### PROBLEM DETAILS
Only an exact repetition of the entries counts as an answer.

### EXERCISE INPUTS
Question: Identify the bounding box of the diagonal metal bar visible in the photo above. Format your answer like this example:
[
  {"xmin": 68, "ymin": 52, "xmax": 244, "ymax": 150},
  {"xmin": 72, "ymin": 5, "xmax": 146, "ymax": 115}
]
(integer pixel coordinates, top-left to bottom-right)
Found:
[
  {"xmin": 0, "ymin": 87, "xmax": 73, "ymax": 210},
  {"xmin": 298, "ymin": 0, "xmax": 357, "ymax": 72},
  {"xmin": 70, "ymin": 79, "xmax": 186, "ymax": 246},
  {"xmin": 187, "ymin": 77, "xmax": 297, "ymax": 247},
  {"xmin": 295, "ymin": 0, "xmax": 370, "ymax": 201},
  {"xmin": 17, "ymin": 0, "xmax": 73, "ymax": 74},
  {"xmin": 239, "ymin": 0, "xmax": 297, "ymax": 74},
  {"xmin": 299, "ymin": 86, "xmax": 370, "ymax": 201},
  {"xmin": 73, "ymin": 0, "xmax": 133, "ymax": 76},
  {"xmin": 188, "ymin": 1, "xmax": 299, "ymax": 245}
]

### EXERCISE RESPONSE
Question: Identify the bounding box of the diagonal metal bar visible in the photo above. Format your answer like this example:
[
  {"xmin": 68, "ymin": 52, "xmax": 244, "ymax": 150},
  {"xmin": 72, "ymin": 5, "xmax": 146, "ymax": 115}
]
(integer pixel coordinates, top-left to bottom-right)
Found:
[
  {"xmin": 0, "ymin": 87, "xmax": 73, "ymax": 210},
  {"xmin": 298, "ymin": 0, "xmax": 357, "ymax": 72},
  {"xmin": 70, "ymin": 79, "xmax": 186, "ymax": 246},
  {"xmin": 187, "ymin": 77, "xmax": 297, "ymax": 247},
  {"xmin": 295, "ymin": 0, "xmax": 370, "ymax": 201},
  {"xmin": 17, "ymin": 0, "xmax": 73, "ymax": 74},
  {"xmin": 239, "ymin": 0, "xmax": 297, "ymax": 74},
  {"xmin": 299, "ymin": 86, "xmax": 370, "ymax": 201},
  {"xmin": 73, "ymin": 0, "xmax": 133, "ymax": 76},
  {"xmin": 188, "ymin": 1, "xmax": 299, "ymax": 245}
]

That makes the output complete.